Please quote the lines below word for word, starting with the line that contains "First, the detection target: white building." and going on through the end of the items.
--- start of Data shown ---
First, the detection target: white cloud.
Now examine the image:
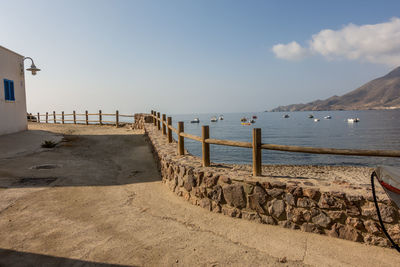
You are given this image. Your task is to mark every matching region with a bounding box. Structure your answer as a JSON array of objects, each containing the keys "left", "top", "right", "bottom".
[
  {"left": 273, "top": 18, "right": 400, "bottom": 66},
  {"left": 272, "top": 42, "right": 307, "bottom": 60}
]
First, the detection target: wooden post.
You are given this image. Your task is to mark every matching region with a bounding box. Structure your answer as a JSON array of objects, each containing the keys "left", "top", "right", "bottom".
[
  {"left": 253, "top": 128, "right": 261, "bottom": 176},
  {"left": 157, "top": 112, "right": 161, "bottom": 130},
  {"left": 178, "top": 121, "right": 185, "bottom": 155},
  {"left": 99, "top": 110, "right": 103, "bottom": 125},
  {"left": 162, "top": 114, "right": 167, "bottom": 135},
  {"left": 167, "top": 117, "right": 172, "bottom": 143},
  {"left": 115, "top": 110, "right": 119, "bottom": 128},
  {"left": 201, "top": 125, "right": 210, "bottom": 167}
]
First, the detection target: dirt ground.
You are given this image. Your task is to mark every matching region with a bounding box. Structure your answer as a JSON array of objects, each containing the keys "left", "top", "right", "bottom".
[{"left": 0, "top": 124, "right": 399, "bottom": 266}]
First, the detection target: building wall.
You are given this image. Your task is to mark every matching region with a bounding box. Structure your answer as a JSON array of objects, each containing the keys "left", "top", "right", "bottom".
[{"left": 0, "top": 46, "right": 27, "bottom": 135}]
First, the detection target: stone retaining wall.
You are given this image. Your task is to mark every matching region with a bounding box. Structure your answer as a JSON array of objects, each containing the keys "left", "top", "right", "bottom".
[{"left": 142, "top": 119, "right": 400, "bottom": 247}]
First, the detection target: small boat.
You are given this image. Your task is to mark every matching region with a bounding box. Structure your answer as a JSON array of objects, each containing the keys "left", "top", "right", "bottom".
[{"left": 347, "top": 118, "right": 360, "bottom": 123}]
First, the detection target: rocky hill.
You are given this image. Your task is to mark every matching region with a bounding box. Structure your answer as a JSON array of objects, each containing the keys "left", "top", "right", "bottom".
[{"left": 271, "top": 67, "right": 400, "bottom": 111}]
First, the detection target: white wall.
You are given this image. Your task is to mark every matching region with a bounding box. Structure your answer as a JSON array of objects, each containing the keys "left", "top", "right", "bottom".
[{"left": 0, "top": 46, "right": 27, "bottom": 135}]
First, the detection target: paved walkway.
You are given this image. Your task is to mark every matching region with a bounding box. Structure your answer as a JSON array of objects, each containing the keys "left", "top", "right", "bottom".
[{"left": 0, "top": 125, "right": 400, "bottom": 266}]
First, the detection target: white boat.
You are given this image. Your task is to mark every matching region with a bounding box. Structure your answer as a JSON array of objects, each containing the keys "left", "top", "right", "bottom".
[{"left": 347, "top": 118, "right": 360, "bottom": 123}]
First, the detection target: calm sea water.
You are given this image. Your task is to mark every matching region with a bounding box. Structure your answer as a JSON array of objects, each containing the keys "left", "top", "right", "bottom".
[{"left": 168, "top": 110, "right": 400, "bottom": 166}]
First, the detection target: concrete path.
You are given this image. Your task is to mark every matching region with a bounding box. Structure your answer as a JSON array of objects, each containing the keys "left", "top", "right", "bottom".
[{"left": 0, "top": 125, "right": 400, "bottom": 266}]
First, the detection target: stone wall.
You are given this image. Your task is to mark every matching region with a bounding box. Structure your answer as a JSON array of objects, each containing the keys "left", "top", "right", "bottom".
[{"left": 143, "top": 117, "right": 400, "bottom": 247}]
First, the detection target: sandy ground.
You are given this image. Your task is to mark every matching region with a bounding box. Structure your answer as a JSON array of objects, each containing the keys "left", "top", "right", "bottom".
[{"left": 0, "top": 124, "right": 400, "bottom": 266}]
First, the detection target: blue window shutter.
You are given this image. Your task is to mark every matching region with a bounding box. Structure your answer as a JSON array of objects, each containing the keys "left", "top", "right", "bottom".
[
  {"left": 4, "top": 79, "right": 10, "bottom": 100},
  {"left": 10, "top": 81, "right": 15, "bottom": 101}
]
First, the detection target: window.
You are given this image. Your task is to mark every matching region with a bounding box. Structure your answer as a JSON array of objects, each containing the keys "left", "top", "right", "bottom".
[{"left": 4, "top": 79, "right": 15, "bottom": 101}]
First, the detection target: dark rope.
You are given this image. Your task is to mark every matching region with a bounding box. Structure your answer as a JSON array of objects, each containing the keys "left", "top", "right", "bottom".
[{"left": 371, "top": 171, "right": 400, "bottom": 252}]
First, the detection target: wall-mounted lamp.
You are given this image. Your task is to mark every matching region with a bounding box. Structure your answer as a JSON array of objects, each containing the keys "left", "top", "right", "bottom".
[{"left": 24, "top": 57, "right": 40, "bottom": 75}]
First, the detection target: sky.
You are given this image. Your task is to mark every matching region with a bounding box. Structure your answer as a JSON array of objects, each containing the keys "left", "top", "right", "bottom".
[{"left": 0, "top": 0, "right": 400, "bottom": 114}]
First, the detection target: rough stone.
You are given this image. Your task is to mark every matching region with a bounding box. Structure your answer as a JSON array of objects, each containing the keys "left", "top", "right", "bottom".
[
  {"left": 260, "top": 214, "right": 276, "bottom": 225},
  {"left": 242, "top": 210, "right": 261, "bottom": 223},
  {"left": 318, "top": 192, "right": 346, "bottom": 209},
  {"left": 248, "top": 186, "right": 267, "bottom": 213},
  {"left": 268, "top": 199, "right": 286, "bottom": 220},
  {"left": 364, "top": 220, "right": 381, "bottom": 234},
  {"left": 266, "top": 188, "right": 284, "bottom": 198},
  {"left": 300, "top": 223, "right": 321, "bottom": 234},
  {"left": 203, "top": 175, "right": 219, "bottom": 188},
  {"left": 243, "top": 183, "right": 254, "bottom": 195},
  {"left": 222, "top": 184, "right": 246, "bottom": 208},
  {"left": 303, "top": 188, "right": 321, "bottom": 201},
  {"left": 271, "top": 181, "right": 286, "bottom": 189},
  {"left": 346, "top": 217, "right": 364, "bottom": 230},
  {"left": 312, "top": 212, "right": 332, "bottom": 228},
  {"left": 199, "top": 198, "right": 211, "bottom": 211},
  {"left": 297, "top": 198, "right": 317, "bottom": 208},
  {"left": 207, "top": 185, "right": 222, "bottom": 204},
  {"left": 222, "top": 206, "right": 241, "bottom": 218},
  {"left": 328, "top": 223, "right": 364, "bottom": 242},
  {"left": 284, "top": 193, "right": 296, "bottom": 206},
  {"left": 219, "top": 175, "right": 232, "bottom": 184}
]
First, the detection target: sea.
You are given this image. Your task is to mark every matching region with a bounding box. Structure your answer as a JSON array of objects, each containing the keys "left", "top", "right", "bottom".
[{"left": 166, "top": 110, "right": 400, "bottom": 167}]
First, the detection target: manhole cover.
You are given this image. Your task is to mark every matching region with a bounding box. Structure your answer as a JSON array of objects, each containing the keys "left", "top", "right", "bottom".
[{"left": 14, "top": 177, "right": 57, "bottom": 186}]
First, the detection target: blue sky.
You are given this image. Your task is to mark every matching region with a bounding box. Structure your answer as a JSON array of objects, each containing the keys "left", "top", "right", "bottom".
[{"left": 0, "top": 0, "right": 400, "bottom": 114}]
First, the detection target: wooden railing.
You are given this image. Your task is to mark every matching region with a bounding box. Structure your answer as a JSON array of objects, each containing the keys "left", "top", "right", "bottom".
[
  {"left": 151, "top": 110, "right": 400, "bottom": 176},
  {"left": 29, "top": 110, "right": 134, "bottom": 127}
]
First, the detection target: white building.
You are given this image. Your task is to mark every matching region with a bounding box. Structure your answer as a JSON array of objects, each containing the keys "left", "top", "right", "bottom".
[{"left": 0, "top": 46, "right": 27, "bottom": 135}]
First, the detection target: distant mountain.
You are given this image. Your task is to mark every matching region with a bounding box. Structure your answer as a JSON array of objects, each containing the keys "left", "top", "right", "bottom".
[{"left": 271, "top": 67, "right": 400, "bottom": 111}]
--- end of Data shown ---
Result for this task:
First, the detection target: white building.
You are given this image. Your task is to mark every matching region with a bounding box. Structure your answer as a JSON array of objects, each containing the keys "left", "top", "right", "bottom".
[{"left": 0, "top": 46, "right": 27, "bottom": 135}]
First, the detection target: distant mountain.
You are given this image. Your task is to mark every matching region with a bounding box. Structure your answer as a JSON array of objects, each containing the keys "left", "top", "right", "bottom".
[{"left": 271, "top": 67, "right": 400, "bottom": 111}]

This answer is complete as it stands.